Copy the following lines without any changes. This applies to every item.
Start
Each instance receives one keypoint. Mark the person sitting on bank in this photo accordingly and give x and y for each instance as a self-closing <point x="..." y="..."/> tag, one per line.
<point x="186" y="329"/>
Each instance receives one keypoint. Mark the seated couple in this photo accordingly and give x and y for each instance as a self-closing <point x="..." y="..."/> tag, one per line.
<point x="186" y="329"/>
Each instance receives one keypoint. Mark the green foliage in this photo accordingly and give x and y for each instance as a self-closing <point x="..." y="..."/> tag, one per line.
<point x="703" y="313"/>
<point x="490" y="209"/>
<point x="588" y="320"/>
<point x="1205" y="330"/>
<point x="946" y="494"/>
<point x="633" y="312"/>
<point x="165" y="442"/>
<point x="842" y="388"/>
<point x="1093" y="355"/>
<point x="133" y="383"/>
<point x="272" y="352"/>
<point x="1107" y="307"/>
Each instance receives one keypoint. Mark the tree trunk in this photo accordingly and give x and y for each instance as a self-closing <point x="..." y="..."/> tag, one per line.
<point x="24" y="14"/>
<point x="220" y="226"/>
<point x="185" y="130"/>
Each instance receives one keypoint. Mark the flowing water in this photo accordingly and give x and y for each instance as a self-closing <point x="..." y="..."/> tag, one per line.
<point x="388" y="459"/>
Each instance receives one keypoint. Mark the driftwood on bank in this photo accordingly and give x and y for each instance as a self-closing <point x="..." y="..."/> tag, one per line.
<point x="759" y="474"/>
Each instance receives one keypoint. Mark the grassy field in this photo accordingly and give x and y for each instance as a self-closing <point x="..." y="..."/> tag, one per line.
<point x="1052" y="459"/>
End
▶ **Response below**
Each instance receives one keypoint. Mark the person sitting on bank in this photo accordingly and give x and y for each instance as a self-closing <point x="..." y="..."/> tag, one per line.
<point x="186" y="329"/>
Each instance receives one keypoint. Mark the seated couple in this photo accordingly and give x and y for each instance as a self-closing <point x="..." y="..."/> tag, one per line.
<point x="186" y="329"/>
Each instance receives one keypoint. Mark the green foliage in this photo accordingly and give x and y for each instance as a self-closing <point x="..." y="..."/> tag, one per line.
<point x="703" y="313"/>
<point x="490" y="209"/>
<point x="588" y="320"/>
<point x="1205" y="330"/>
<point x="946" y="494"/>
<point x="633" y="312"/>
<point x="165" y="442"/>
<point x="842" y="388"/>
<point x="1093" y="355"/>
<point x="133" y="383"/>
<point x="272" y="352"/>
<point x="1107" y="307"/>
Each instance receives one keypoint. Mark the tree trunk in this photo accordingly and give x and y for each instance as a self-closing <point x="..." y="..."/> tag, one per line.
<point x="24" y="14"/>
<point x="220" y="226"/>
<point x="185" y="130"/>
Each instance receives one keypoint. Mark the flowing water in this photo accordingly and give x and y for each instance as a self-closing <point x="..." y="..."/> tag, one per line.
<point x="388" y="459"/>
Each instance receives one keypoint. Mark the driftwood on bank in this photo accordingly and give x and y for each instance as a self-closing <point x="..." y="..."/> tag, one per line.
<point x="759" y="474"/>
Each instance receives one keypoint. Mark the grassy field in this photo accordingly and give x and y for each instance as a self-closing <point x="..." y="..."/> tag, one per line.
<point x="1052" y="459"/>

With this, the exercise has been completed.